* İstenen görev A *
Aşağıdaki kayıtlardan "green" sözcüğünü barındıran bütün satırları seçip değiştirmeden aktarın. Büyük ve küçük harf farkı dikkate alınır.

* Gösterilen metin *

+-------+

Hürriyet yazarı Mehmet Yakup Yılmaz, başkanlık anayasası için 16 Nisan’da yapılacak referandumla ilgili olarak “Referandum sonucu ne çıkarsa çıksın, Türkiye’nin bir erken seçime doğru gittiğini de görmek gerek” iddiasını ileri sürdü.
Hafızası zayıf bir toplum olduğumuz söylenir hep. Çok yanlış bir tespit de sayılmaz bu.Zaten “Hafıza–i beşer, nisyan ile maluldür” (İnsan hafızasının eksikliği unutkanlıktır) sözünün bu ülkede sıkça hatırlanmasının nedeni de budur.
Ama bir de “Beşer şaşar, arşiv yanılmaz” diye bir söz var.
7 Haziran 2015 seçimlerinin ardından yapılan analizleri kaçımız hatırlıyor?
Hafızalarımızı tazeleyelim: O seçimde, AKP’nin tek başına hükümet kuracak çoğunluğu elde edememiş olmasının nedenlerinden biri de Cumhurbaşkanı Recep Tayyip Erdoğan’ın meydanlara çıkıp başkanlık sistemi için 400 milletvekili istemesiydi.
Seçimden sonra yapılan araştırmalar göstermişti ki Erdoğan’ın kampanyasının yoğunluğu ve başkanlık sistemi talebi, AKP seçmeni nezdinde bir tür tepki de yaratmıştı.
7 Haziran seçiminin tekrarı olarak yapılan 1 Kasım seçimleri öncesinde de AKP kampanyasının bu eksenden uzaklaştığını, istikrara yoğunlaştığını da hatırlayalım.

+-------+

* Listelenen kayıtlar *
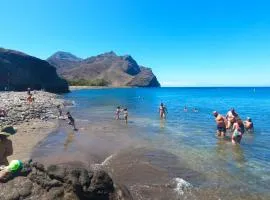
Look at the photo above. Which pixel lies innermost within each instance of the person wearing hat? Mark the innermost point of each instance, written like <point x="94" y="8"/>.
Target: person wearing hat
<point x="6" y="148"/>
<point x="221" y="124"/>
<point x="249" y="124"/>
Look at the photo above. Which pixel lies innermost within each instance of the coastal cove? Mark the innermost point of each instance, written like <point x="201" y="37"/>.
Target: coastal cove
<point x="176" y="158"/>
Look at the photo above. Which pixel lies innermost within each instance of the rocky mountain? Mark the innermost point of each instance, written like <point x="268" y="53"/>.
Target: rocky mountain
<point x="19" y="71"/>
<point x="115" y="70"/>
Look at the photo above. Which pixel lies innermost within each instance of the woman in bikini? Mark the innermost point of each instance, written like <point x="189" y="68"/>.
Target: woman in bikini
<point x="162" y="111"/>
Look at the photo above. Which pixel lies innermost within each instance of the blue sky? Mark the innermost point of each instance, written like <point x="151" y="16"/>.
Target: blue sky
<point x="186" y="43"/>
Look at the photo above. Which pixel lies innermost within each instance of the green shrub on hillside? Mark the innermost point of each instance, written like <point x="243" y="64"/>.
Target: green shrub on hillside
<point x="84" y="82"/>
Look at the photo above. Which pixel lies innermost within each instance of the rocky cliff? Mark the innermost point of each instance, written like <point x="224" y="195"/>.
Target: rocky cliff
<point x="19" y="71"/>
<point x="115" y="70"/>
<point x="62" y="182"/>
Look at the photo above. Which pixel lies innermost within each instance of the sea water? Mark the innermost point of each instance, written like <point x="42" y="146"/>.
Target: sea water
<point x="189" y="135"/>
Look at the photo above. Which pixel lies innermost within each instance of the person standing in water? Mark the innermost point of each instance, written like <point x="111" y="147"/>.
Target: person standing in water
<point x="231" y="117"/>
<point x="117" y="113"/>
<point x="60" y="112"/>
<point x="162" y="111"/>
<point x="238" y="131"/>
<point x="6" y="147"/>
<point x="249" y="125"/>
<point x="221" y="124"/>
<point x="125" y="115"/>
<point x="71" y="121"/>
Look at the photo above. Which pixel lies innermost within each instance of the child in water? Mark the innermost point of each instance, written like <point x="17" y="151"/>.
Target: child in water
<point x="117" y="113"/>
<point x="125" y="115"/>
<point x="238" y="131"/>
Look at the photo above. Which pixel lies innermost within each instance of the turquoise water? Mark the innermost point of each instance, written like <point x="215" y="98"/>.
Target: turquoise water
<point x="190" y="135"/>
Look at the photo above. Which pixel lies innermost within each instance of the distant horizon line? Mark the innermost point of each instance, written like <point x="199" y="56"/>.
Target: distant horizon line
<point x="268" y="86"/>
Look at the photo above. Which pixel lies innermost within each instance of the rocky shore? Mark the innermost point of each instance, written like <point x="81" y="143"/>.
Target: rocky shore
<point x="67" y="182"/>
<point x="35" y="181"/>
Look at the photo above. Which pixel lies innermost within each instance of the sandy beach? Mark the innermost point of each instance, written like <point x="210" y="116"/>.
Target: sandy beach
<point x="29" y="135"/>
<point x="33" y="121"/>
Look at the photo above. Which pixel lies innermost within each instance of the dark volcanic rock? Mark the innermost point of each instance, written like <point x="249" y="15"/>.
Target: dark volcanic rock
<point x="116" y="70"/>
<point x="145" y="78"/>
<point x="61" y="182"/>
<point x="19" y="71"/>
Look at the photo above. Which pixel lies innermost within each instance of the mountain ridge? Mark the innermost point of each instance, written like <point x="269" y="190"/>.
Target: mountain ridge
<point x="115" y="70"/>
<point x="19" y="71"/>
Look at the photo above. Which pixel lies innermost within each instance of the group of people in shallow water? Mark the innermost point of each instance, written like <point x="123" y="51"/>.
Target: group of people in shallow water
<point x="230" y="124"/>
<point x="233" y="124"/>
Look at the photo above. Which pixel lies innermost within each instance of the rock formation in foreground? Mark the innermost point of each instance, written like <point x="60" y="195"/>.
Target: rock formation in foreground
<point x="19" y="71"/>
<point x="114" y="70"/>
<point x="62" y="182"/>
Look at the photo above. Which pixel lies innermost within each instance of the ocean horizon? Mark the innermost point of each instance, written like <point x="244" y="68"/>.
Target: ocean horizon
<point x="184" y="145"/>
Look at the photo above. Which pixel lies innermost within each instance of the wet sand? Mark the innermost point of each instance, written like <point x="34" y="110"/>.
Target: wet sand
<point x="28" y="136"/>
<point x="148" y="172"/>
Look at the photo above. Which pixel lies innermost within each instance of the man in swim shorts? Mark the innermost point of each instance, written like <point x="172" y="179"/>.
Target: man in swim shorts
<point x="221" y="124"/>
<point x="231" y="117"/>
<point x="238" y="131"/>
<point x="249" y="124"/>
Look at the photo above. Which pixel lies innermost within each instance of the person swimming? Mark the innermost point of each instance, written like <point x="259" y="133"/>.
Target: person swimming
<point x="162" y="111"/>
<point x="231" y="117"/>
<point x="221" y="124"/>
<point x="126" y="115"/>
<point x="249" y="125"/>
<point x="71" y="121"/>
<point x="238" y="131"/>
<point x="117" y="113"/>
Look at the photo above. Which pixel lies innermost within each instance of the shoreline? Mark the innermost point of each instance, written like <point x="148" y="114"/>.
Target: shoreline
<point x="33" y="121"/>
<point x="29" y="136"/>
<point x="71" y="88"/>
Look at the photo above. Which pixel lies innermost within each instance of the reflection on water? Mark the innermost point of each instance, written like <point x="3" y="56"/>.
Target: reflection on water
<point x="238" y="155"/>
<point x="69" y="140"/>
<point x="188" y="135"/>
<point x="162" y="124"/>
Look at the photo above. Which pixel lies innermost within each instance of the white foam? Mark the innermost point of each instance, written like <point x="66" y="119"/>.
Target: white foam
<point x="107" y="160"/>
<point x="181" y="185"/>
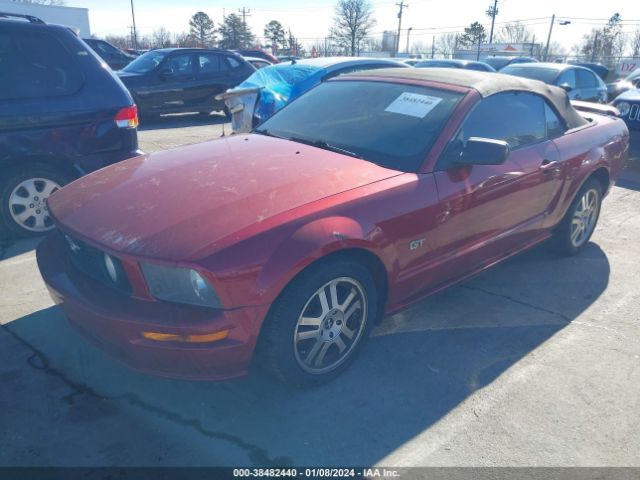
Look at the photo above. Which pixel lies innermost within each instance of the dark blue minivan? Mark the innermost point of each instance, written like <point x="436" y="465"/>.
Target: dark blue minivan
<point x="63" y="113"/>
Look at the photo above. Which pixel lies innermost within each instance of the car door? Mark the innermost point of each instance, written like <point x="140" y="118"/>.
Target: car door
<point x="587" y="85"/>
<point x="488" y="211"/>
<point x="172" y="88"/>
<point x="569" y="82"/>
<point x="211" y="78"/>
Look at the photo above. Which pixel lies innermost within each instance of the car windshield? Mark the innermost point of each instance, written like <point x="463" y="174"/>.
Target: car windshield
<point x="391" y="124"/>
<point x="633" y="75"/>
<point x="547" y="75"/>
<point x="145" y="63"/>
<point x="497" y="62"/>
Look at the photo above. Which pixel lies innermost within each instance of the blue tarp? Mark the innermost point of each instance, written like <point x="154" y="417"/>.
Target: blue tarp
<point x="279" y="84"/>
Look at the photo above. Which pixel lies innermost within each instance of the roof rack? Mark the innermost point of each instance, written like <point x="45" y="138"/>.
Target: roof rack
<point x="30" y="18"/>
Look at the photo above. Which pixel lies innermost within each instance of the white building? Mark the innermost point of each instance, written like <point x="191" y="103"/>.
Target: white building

+-------+

* İstenen görev B *
Yukarıdaki gösterilen metinde "Hürriyet yazarı Mehmet" ifadesiyle başlayan ve "bir söz var." ifadesini de içine alarak orada biten bölümü harfi harfine tekrar yazın.

* Örnek çözüm A *
Look at the photo above. Which pixel lies innermost within each instance of the green shrub on hillside? Mark the innermost point of each instance, written like <point x="243" y="64"/>.
Target: green shrub on hillside

* Örnek çözüm B *
Hürriyet yazarı Mehmet Yakup Yılmaz, başkanlık anayasası için 16 Nisan’da yapılacak referandumla ilgili olarak “Referandum sonucu ne çıkarsa çıksın, Türkiye’nin bir erken seçime doğru gittiğini de görmek gerek” iddiasını ileri sürdü.
Hafızası zayıf bir toplum olduğumuz söylenir hep. Çok yanlış bir tespit de sayılmaz bu.Zaten “Hafıza–i beşer, nisyan ile maluldür” (İnsan hafızasının eksikliği unutkanlıktır) sözünün bu ülkede sıkça hatırlanmasının nedeni de budur.
Ama bir de “Beşer şaşar, arşiv yanılmaz” diye bir söz var.